- **Page excerpt**
It’s not required to write a cumbersome loop statement if you have iterable object or type (list, generator, etc). Instead, you could use map:

pp = ParallelProcessor(2, mapper)
pp.start()

pp.map(['file1', 'file2', 'file3', 'file4'])

pp.task_done()
pp.join()

Usually, some files are small and some are big, it would be better if it can keep all cores busy. One way is to send content line by line to each process (assume content is line-separated):

def mapper(line, _idx):
    with open('processed_{}.out'.format(_idx), 'a') as f_out:
        f_out.write(process_a_line(line))

pp = ParallelProcessor(2, mapper, enable_process_id=True)
pp.start()

for fname in ['file1', 'file2', 'file3', 'file4']:
    with open(fname) as f_in:
        for line in f_in:
            pp.add_task(line)

pp.task_done()
pp.join()

One problem here is you need to acquire file descriptor every time the mapper is called. To avoid this, use Mapper class to replace mapper function. It allows user to define how the process is constructed and deconstructed:

class MyMapper(Mapper):
    def enter(self):
        self.f = open('processed_{}.out'.format(self._idx), 'w')

    def exit(self, *args, **kwargs):
        self.f.close()

- **Set tasks**
- 1) In the ParallelProcessor excerpt, what does replacing the mapper function with the Mapper class let the user define?
- 2) Reproduce the stretch of the ParallelProcessor excerpt above from "Usually, some files" through "pp.add_task(line)".

- **Collected data**
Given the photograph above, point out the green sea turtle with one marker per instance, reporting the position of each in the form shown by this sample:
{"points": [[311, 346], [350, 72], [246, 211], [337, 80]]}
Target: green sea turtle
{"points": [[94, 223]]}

- **Solutions by task**
- 1) How the process is constructed and deconstructed.

- 2)
Usually, some files are small and some are big, it would be better if it can keep all cores busy. One way is to send content line by line to each process (assume content is line-separated):

def mapper(line, _idx):
    with open('processed_{}.out'.format(_idx), 'a') as f_out:
        f_out.write(process_a_line(line))

pp = ParallelProcessor(2, mapper, enable_process_id=True)
pp.start()

for fname in ['file1', 'file2', 'file3', 'file4']:
    with open(fname) as f_in:
        for line in f_in:
            pp.add_task(line)